-- Start of TEXT SEGMENT --
An influential argument to justify meat eating is that humans are more superior beings to animals based on their cognitive abilities.
Common sense morality — or, at least our daily practice — is strongly built on the belief that there is absolutely nothing wrong with consuming animal flesh.
The belief is that, for one reason or another, we are justified in eating animal flesh. That we hold such a belief is no mystery; the fridges of major supermarkets indicate as much. The situation, however, changes when it comes to consuming human flesh.
It is not enough to base our practice on mere moral intuition or even on culture. We need to base our conduct on rational evidence. If we are led by reason, there must be evidence to justify the distinction we make between animal and human flesh.
Typically, we tend to base our decision to eat animals on religion. The line of reasoning among religious folk is often that human beings are superior to animals because they are created in the image of God. The fact of being created in the image of God is taken to be a marker of moral difference between animals and human beings. We have duties to human beings that we do not have to animals. But there are two reasons why arguments appealing to religious claims do not usually work.
First, these arguments work only for those who already believe in the existence of the specific god. The second reason, which is far more serious, involves the observation that convincing arguments tend to be grounded in evidence.
-- End of TEXT SEGMENT --
-- Start of RECORDED DATA --
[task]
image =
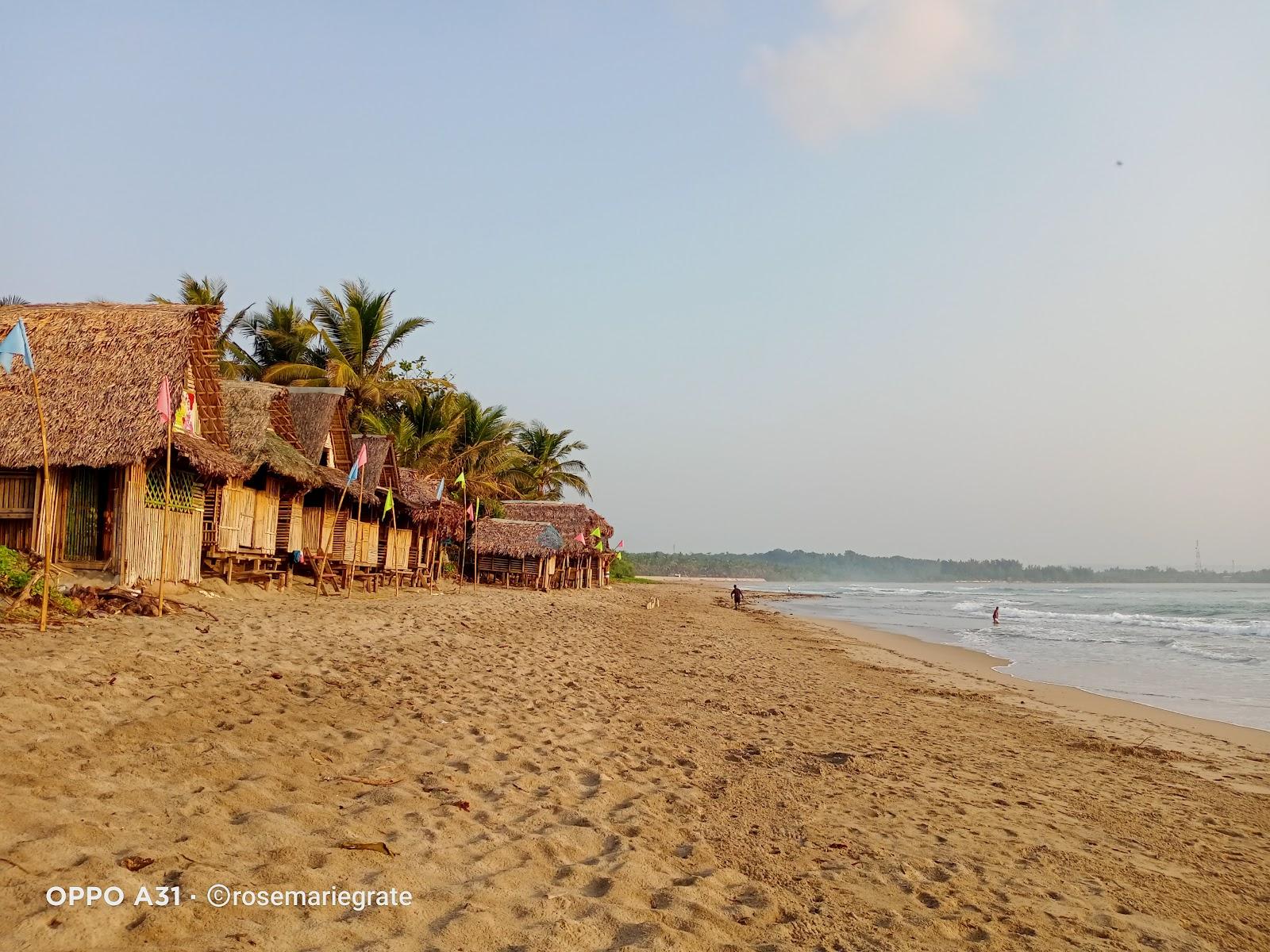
-- End of RECORDED DATA --
— SET OF TASKS —
1. Summarize the passage on justifying meat eating in two sentences.
2. List every ground the passage on justifying meat eating names as a possible basis for eating animals or for our conduct in general.

— WORKED SOLUTIONS —
1. The passage observes that everyday moral practice accepts eating animal flesh but not human flesh, and it argues that this distinction must rest on rational evidence rather than on moral intuition or culture. It notes that people often ground the distinction in religion, holding that humans are superior because they are created in the image of God, yet such arguments work only for those who already believe in that god, and convincing arguments tend to be grounded in evidence.

2.
- Human superiority based on cognitive abilities
- Mere moral intuition
- Culture
- Rational evidence
- Religion, specifically the claim that humans are created in the image of God